> _SHORT PROBLEM_:
Please rewrite the data below from the line containing "Wildlife-survey input: mark every instance of the aerial" up to and including the line containing "point(908, 200)", offsetting every coordinate in the answers by 73. Give only those lines.

Records of labeled points:
------------------------------------------------

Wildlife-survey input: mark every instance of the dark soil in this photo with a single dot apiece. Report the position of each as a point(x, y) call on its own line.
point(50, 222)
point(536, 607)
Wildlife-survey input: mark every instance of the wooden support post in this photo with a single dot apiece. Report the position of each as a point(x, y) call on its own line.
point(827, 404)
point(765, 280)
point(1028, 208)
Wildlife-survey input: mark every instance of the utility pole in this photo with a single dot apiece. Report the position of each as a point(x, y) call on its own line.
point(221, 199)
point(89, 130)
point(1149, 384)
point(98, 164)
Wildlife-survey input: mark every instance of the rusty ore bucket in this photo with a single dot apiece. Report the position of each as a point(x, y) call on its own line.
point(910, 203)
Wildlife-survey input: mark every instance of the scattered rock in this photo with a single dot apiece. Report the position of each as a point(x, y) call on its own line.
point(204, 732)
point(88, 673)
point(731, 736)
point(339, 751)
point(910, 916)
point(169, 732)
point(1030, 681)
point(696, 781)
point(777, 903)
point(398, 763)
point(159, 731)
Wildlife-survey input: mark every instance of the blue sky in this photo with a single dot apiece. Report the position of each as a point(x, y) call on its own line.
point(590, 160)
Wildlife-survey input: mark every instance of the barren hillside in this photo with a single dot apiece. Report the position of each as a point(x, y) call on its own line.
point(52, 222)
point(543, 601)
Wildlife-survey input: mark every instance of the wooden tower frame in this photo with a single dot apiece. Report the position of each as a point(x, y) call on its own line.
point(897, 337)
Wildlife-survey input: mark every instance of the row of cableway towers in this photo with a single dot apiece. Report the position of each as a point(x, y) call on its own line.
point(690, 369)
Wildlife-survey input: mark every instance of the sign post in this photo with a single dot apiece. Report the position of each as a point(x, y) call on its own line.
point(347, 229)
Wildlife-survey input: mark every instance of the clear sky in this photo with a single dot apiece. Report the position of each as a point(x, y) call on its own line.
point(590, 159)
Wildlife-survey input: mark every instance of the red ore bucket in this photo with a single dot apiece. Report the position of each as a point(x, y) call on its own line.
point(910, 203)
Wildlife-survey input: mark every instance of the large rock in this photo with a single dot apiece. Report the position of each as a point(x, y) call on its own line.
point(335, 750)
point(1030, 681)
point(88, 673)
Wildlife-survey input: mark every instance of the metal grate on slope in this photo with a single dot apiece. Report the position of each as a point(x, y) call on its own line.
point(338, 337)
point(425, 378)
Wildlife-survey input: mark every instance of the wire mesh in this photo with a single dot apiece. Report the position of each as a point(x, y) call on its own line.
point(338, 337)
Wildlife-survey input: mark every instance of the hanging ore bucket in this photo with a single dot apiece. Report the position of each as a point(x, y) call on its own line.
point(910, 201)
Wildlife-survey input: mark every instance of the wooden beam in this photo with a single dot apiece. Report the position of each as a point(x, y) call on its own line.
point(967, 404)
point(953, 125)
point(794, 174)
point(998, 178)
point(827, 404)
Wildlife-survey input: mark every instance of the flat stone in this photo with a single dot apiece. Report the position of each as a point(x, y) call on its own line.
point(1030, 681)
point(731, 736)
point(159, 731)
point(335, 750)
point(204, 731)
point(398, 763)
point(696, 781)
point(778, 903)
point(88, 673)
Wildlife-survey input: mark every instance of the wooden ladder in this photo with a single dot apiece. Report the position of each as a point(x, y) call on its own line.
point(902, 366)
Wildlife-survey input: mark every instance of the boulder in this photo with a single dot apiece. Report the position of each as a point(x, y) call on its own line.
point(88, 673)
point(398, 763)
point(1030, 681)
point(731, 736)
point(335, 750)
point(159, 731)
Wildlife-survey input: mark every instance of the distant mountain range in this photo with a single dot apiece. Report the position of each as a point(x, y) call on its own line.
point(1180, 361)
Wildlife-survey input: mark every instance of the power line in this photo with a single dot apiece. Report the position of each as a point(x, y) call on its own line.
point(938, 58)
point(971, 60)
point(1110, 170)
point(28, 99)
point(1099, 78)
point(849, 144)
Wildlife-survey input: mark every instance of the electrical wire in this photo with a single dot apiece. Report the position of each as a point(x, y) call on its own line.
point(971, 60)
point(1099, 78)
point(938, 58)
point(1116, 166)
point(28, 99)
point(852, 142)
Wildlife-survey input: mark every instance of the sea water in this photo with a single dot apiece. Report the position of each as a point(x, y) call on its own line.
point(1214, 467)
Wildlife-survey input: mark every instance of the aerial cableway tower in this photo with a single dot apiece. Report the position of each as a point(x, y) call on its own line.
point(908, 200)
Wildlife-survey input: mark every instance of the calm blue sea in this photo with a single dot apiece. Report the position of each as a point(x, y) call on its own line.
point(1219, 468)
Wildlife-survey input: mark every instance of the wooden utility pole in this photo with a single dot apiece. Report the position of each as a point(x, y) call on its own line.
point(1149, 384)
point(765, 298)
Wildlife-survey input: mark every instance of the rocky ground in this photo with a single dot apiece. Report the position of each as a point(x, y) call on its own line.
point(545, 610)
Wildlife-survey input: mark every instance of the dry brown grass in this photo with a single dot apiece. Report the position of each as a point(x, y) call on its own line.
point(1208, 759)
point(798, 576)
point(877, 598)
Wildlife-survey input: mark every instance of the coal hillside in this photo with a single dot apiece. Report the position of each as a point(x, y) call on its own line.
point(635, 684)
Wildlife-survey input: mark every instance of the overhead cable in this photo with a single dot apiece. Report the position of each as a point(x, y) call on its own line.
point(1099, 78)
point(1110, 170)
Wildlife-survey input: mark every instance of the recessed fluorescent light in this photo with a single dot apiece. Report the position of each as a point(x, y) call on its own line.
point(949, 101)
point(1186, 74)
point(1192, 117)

------------------------------------------------

> _EXERCISE SOLUTION_:
Wildlife-survey input: mark every instance of the aerial cableway tower in this photo with a single dot apiece. Report the position of each as a point(x, y) call on its own line.
point(981, 273)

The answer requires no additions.